DATA EXTRACT
● ● ●

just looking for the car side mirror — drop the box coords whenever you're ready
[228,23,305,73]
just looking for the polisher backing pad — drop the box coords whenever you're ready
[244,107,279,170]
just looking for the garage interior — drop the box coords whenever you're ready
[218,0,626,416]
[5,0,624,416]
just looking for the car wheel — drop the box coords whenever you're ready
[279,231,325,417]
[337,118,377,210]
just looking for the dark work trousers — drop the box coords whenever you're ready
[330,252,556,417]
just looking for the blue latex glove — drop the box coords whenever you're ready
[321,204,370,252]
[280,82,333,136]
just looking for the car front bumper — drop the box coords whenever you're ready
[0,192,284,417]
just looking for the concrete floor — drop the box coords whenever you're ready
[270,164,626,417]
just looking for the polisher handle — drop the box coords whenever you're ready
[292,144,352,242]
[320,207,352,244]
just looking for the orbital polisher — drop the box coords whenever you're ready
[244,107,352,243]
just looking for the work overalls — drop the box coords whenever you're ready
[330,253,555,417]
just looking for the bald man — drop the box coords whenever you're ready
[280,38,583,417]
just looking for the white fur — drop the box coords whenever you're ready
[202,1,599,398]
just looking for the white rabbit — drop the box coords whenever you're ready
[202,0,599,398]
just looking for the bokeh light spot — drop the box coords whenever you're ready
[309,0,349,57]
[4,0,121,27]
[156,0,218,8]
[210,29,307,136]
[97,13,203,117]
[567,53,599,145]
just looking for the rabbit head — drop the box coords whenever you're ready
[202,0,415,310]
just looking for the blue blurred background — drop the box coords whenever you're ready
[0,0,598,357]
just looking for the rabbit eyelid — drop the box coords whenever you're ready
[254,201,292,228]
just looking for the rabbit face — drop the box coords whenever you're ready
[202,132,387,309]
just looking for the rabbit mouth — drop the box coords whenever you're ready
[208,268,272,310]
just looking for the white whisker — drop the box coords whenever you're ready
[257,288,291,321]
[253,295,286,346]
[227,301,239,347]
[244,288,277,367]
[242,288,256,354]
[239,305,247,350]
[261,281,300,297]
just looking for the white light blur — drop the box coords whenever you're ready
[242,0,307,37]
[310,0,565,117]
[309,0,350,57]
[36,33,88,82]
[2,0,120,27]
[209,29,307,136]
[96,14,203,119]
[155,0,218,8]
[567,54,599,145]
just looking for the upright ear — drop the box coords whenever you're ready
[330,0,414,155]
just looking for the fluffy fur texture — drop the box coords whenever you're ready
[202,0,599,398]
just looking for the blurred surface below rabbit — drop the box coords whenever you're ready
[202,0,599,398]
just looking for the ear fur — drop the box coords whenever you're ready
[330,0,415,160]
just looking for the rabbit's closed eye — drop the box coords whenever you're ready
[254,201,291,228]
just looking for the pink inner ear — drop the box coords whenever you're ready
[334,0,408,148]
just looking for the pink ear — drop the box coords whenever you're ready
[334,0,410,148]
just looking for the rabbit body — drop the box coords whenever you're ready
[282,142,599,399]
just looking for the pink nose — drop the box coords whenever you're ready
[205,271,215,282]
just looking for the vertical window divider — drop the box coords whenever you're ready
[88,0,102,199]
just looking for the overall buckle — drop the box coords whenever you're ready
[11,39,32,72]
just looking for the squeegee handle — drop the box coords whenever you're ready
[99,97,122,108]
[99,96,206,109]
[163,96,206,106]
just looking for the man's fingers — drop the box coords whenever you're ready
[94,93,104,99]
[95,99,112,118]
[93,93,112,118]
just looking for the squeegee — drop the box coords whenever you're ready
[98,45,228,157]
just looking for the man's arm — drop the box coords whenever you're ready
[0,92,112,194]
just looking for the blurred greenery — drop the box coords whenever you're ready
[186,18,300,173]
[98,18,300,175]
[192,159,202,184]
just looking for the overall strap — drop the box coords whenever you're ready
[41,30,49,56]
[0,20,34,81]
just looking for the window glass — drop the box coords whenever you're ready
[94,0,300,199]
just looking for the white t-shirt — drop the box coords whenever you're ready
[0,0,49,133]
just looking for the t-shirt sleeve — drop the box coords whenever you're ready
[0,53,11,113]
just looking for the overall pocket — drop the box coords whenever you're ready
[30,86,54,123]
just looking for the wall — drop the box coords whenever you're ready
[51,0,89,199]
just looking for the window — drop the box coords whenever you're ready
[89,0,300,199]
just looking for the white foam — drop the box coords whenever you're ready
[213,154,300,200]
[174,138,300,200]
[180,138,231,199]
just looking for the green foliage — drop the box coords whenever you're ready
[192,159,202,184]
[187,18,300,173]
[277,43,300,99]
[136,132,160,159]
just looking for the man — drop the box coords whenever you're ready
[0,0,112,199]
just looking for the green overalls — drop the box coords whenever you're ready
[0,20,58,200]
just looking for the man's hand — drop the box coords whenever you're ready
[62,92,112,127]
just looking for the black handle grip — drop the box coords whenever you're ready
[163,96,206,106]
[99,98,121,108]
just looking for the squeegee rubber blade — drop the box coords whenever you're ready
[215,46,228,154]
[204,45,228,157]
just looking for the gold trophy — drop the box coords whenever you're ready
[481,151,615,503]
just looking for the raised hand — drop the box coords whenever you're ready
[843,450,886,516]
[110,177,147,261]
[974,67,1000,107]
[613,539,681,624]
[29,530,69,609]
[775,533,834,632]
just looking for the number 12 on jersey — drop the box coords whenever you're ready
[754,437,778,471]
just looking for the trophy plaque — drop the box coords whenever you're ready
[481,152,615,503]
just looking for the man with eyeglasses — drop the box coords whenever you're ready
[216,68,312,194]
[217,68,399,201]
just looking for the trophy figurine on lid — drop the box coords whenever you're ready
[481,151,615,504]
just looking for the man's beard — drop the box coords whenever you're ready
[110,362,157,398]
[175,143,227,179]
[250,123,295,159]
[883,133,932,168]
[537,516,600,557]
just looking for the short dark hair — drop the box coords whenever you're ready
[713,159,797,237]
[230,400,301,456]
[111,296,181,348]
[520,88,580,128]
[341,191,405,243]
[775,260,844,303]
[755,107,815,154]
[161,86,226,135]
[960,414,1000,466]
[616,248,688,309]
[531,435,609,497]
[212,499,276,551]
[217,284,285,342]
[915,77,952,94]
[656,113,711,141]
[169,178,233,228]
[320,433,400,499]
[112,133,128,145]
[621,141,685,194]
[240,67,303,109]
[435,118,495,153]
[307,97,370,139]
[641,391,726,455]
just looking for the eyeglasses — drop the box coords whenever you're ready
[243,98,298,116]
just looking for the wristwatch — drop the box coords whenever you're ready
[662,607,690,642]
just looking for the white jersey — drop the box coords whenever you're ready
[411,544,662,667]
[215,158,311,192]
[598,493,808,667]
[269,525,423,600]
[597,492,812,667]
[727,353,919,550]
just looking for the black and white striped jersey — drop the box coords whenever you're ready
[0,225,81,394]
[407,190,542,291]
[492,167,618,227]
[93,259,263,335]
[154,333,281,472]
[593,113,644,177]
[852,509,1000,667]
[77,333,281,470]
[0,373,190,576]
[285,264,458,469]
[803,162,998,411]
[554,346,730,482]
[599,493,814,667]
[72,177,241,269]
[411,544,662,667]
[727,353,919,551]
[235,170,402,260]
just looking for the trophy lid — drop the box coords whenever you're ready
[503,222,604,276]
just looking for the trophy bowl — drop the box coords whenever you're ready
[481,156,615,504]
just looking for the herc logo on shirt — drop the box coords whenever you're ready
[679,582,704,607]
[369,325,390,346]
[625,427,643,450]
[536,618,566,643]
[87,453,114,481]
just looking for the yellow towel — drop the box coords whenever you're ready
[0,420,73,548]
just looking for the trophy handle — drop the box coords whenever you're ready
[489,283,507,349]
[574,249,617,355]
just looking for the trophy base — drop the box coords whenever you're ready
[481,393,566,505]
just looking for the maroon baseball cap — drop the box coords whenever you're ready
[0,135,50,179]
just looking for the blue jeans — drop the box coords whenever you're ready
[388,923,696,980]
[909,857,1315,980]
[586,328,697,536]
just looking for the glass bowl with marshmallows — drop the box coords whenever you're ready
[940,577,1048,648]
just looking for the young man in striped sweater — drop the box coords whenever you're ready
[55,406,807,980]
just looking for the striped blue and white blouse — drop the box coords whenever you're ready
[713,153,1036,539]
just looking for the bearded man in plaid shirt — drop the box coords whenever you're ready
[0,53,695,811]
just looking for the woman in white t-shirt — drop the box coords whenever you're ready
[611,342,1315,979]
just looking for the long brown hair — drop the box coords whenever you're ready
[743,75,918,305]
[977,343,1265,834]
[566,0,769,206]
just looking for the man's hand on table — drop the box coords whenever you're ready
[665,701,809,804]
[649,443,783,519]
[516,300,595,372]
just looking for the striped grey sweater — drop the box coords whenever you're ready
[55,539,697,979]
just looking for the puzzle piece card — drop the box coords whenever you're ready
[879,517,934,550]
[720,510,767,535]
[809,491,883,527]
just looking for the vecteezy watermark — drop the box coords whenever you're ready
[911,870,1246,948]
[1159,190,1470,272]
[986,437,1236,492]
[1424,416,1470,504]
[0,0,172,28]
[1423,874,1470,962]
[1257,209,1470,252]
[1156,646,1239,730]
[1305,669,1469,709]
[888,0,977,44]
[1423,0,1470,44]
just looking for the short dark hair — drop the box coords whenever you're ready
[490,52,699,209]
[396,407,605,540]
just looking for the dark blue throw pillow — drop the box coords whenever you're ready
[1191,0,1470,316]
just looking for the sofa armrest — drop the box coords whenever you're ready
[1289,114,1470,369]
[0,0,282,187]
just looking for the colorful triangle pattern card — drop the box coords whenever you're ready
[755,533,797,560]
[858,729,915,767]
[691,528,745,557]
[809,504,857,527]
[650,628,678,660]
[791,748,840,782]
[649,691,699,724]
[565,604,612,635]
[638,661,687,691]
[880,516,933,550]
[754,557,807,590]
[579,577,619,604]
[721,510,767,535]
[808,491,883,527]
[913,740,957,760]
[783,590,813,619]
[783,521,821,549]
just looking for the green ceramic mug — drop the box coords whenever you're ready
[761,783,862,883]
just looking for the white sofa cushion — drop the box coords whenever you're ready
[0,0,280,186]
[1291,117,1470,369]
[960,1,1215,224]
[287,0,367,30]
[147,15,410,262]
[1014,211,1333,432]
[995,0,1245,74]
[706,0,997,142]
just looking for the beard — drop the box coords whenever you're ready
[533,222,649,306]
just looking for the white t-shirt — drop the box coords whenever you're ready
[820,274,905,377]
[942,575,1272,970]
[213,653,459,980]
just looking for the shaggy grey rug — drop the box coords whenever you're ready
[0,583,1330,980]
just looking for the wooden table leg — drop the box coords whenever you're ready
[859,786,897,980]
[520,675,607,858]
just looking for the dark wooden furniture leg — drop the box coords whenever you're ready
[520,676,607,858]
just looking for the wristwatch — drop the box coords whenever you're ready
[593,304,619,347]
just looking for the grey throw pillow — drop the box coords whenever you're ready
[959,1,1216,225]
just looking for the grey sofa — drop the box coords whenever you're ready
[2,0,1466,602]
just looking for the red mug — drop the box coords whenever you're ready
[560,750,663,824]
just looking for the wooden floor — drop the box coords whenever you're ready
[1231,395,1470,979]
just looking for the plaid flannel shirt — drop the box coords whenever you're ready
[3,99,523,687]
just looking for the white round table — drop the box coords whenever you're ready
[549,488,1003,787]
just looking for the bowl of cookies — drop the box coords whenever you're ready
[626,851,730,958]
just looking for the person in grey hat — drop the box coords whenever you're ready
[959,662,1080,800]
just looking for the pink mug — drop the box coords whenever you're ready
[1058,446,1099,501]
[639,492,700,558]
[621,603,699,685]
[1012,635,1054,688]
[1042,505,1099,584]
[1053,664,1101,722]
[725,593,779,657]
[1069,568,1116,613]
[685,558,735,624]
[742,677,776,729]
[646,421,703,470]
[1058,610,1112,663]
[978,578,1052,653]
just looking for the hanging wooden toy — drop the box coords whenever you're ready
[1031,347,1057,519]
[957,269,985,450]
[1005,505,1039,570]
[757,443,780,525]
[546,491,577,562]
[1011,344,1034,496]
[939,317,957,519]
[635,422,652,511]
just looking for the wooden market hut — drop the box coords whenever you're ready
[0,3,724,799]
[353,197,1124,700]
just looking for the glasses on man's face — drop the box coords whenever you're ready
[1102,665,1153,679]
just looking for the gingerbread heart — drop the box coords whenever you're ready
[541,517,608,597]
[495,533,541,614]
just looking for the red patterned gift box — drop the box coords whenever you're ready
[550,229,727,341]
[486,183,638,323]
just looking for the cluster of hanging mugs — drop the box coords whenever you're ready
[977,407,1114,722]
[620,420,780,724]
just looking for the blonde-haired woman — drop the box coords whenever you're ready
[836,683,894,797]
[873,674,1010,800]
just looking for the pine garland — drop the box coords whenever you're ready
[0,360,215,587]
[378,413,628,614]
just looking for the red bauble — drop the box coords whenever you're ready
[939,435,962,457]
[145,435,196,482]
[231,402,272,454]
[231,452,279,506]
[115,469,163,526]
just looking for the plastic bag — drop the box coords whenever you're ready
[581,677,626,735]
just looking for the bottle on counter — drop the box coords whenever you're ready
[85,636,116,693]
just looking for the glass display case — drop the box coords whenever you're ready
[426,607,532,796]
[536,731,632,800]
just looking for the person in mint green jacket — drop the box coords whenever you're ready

● ● ●

Please let your answer be exactly the lines from the one holding "just looking for the red bauble" through the last line of the entries above, both ends included.

just looking for the red bauble — drop the box coords whenever you're ready
[939,435,962,457]
[145,435,196,482]
[231,402,272,454]
[231,452,279,506]
[115,469,163,526]
just looking for the plastic bag — drop the box coords whenever you're ready
[581,677,626,735]
just looking for the bottle on counter — drop the box coords whenever you're ready
[85,636,116,693]
just looking for the glass display case — drop the box coords whenever you're ready
[426,607,532,796]
[536,731,632,800]
just looking for the person in mint green jacket — drop the box coords whenever you're ready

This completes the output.